## BEGIN
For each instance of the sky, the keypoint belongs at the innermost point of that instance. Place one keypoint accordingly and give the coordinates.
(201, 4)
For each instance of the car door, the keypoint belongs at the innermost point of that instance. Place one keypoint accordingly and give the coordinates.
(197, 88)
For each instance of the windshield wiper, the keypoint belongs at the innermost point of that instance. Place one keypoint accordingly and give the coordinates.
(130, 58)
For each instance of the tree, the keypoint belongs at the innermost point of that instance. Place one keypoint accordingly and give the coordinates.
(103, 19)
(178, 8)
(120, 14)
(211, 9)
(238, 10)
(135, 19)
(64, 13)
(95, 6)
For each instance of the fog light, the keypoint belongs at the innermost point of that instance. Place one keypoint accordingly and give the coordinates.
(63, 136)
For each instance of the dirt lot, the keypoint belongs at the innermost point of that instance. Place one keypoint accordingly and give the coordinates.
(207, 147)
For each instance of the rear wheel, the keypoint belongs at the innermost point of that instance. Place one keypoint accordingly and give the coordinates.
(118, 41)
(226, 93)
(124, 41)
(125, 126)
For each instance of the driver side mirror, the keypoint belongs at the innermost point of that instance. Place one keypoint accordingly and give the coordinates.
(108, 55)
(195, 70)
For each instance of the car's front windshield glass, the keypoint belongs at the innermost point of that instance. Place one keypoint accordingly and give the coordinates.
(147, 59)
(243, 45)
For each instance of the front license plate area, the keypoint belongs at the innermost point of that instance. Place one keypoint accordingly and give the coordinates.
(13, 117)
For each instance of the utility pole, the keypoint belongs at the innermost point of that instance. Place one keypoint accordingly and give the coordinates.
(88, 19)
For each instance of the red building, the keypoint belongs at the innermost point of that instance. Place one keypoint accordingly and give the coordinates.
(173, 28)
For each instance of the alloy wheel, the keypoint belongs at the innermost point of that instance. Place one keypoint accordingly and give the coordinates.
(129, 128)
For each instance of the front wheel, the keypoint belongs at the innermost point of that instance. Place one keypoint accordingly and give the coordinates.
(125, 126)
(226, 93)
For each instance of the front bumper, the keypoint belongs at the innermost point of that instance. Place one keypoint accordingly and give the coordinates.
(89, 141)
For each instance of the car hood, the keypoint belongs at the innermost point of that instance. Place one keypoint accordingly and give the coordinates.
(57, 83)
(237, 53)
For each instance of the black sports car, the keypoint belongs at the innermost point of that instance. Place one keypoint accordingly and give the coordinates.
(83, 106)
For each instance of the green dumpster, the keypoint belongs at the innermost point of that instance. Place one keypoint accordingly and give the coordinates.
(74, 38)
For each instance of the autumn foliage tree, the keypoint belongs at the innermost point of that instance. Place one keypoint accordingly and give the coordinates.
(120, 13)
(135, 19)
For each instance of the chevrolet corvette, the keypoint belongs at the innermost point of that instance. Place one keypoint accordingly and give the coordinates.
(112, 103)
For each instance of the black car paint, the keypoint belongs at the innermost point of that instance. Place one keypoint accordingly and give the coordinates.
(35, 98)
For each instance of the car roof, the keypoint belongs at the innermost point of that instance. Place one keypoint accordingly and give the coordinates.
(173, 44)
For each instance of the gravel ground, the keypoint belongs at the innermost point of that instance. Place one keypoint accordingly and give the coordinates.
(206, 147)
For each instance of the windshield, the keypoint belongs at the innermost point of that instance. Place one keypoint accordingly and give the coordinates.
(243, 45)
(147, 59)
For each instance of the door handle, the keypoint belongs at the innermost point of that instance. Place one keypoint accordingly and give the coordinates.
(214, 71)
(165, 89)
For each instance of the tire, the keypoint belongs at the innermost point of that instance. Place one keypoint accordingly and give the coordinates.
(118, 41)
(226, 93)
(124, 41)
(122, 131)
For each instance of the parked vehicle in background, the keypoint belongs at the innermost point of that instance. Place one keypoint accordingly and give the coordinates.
## END
**Written problem**.
Reproduce every line above word for word, with no changes.

**Result**.
For each instance of the sky, the keypoint belongs at the innermost point of that instance. Place one keypoint accordingly and give the coordinates.
(201, 4)
For each instance of the car door, the keypoint belongs at the innermost point of that instance. Place one keypoint accordingly and give the coordinates.
(197, 88)
For each instance of the windshield wiper, the keypoint belongs at the innermost point of that instance. Place one keypoint accordingly and give the coordinates.
(130, 58)
For each instance of the tree, the keypoint belongs at the innermost point of that instance. Place one keypoint accordingly and give the coordinates.
(103, 19)
(178, 8)
(120, 14)
(211, 9)
(238, 10)
(135, 19)
(64, 13)
(95, 6)
For each instance of the fog light, the keypoint belongs at the innermost point of that instance. Place one keypoint accordingly and give the coordinates.
(63, 136)
For each instance of the dirt lot, the keypoint belongs at the innermost point of that instance. Place one keypoint accordingly and give the coordinates.
(207, 147)
For each instance of the rear wheel, the keypoint belongs at the innermost point of that instance. Place one keypoint accordingly and give the coordinates.
(118, 41)
(226, 93)
(124, 41)
(125, 126)
For each instance of the driver side mirror, the keypoint belongs at the innermost point of that instance. Place one keypoint accordingly and give the coordinates.
(108, 55)
(195, 70)
For each instance of the car's front windshield glass, the keypoint belongs at the innermost point of that instance. Place one keypoint accordingly and give the coordinates.
(147, 59)
(243, 45)
For each instance of the front license plate area, the keypoint belongs at the innermost point of that instance. Place one keypoint accordingly and give the coordinates.
(13, 117)
For each instance of the utility pole, the keypoint belongs at the innermost point of that instance. Place one keypoint accordingly and give the coordinates.
(88, 19)
For each instance of the red building, the keypoint belongs at the innermost point of that instance. Place one keypoint accordingly and give the coordinates.
(173, 28)
For each instance of the alloy wheel, the keypoint belongs at the innermost point of that instance. Place one keypoint accordingly and give the coordinates.
(129, 128)
For each instance of the front wheel, the keypoint belongs at the innermost point of that instance. Place one keypoint accordingly and give the coordinates.
(125, 126)
(226, 93)
For each instance of the front bumper, the keypoint belongs at the innermost point of that instance. Place one keypoint accordingly and give the coordinates.
(89, 141)
For each instance of the car hood, the keypoint belongs at the innermost point of that instance. Place one keypoint accordingly and give the coordinates.
(57, 83)
(237, 53)
For each instance of the black sports car, the keypoint belongs at the innermost point of that instance. Place one keypoint accordingly and give the coordinates.
(83, 106)
For each instance of the green dumpster, the keypoint belongs at the innermost point of that instance. Place one keypoint accordingly and give the coordinates.
(74, 38)
For each instance of the autumn foliage tree, the keypoint belongs at the innermost point of that instance. Place one keypoint accordingly and give the coordinates.
(120, 13)
(135, 19)
For each instance of the chevrolet corvette, the keypoint belongs at the innermost point of that instance. Place one keypoint accordingly and give the coordinates.
(112, 103)
For each instance of the black car paint, the keypoint belongs at the innermost point of that instance. Place one keypoint accordingly and give the coordinates.
(35, 98)
For each instance of the car roof, the keypoint belongs at the innermost point of that instance. Place one keypoint accordingly and give the coordinates.
(173, 44)
For each instance of the gravel ground, the keypoint belongs at the innermost point of that instance. Place one keypoint accordingly and give the coordinates.
(206, 147)
For each instance of the windshield, the keypoint belongs at the innermost point of that instance. Place one keypoint accordingly and give the coordinates.
(243, 45)
(147, 59)
For each instance of the door handle, the keypoint belongs at the innermost point of that instance. Place one keypoint accordingly and give the coordinates.
(214, 71)
(165, 89)
For each instance of the tire, the keypoint belongs at the innermost point of that instance. Place one keypoint accordingly and give the coordinates.
(118, 41)
(226, 93)
(124, 41)
(122, 131)
For each instance of the parked vehicle in background, the keypoint belongs at the innermost point of that instance. Place one keypoint accordingly and give the coordinates.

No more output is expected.